§ RECORD EXTRACTS:

# # #

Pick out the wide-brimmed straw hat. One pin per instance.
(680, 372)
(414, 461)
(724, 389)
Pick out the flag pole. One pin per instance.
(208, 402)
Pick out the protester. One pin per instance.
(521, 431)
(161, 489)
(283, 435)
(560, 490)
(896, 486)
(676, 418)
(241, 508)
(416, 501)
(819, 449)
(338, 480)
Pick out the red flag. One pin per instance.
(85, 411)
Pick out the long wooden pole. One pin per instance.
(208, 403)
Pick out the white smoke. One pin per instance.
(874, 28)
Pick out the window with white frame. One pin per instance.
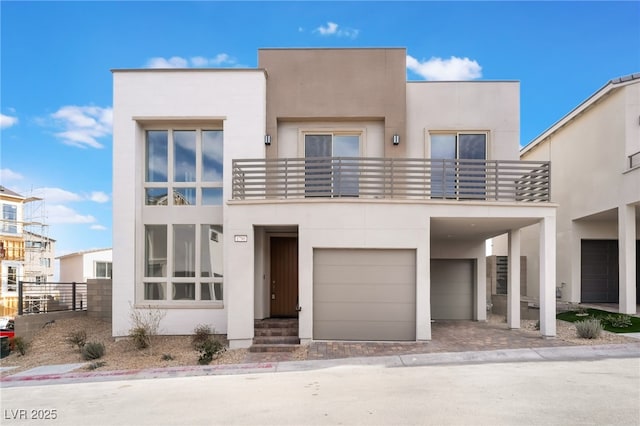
(183, 262)
(9, 219)
(183, 167)
(332, 164)
(102, 269)
(458, 164)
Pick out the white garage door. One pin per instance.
(364, 294)
(452, 289)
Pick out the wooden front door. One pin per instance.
(284, 276)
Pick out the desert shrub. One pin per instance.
(146, 325)
(209, 349)
(617, 321)
(95, 365)
(77, 339)
(21, 345)
(141, 340)
(92, 350)
(201, 333)
(589, 328)
(5, 349)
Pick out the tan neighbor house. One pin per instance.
(323, 186)
(595, 152)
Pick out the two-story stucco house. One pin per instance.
(320, 185)
(595, 152)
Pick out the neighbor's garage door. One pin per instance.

# # #

§ SET PROBLEM: Change "Pick out" to "Locate" everywhere in the material above and write all of it out again with nothing else altered. Leave the pictures out.

§ SOLVED EXERCISE:
Locate the wide-brimmed straw hat. One pin per instance.
(680, 372)
(414, 461)
(724, 389)
Locate the flag pole. One pin per instance.
(208, 402)
Locate the protester. One pin per instance.
(521, 431)
(161, 489)
(283, 435)
(560, 490)
(896, 486)
(676, 418)
(241, 508)
(416, 501)
(819, 449)
(338, 480)
Locate the red flag. One pin per instance.
(85, 411)
Locate the long wooden pole. One pin per instance.
(208, 403)
Locate the white smoke. One pin per instance.
(874, 28)
Locate the window with white frame. One pin per instance.
(183, 262)
(9, 219)
(183, 167)
(332, 164)
(102, 269)
(458, 164)
Locate the white garage door. One pin per instance.
(364, 294)
(452, 289)
Locate the wooden front door. One pin per instance.
(284, 276)
Locate the desert shrub. One pin per instance.
(146, 325)
(209, 349)
(617, 321)
(95, 365)
(77, 339)
(21, 345)
(141, 340)
(92, 350)
(201, 333)
(589, 328)
(5, 349)
Locate the tan neighbor house. One pin per instance.
(323, 186)
(595, 152)
Locate the two-story stucco house. One pin per instance.
(320, 185)
(595, 152)
Locate the neighbor's garage door. One pin per instance.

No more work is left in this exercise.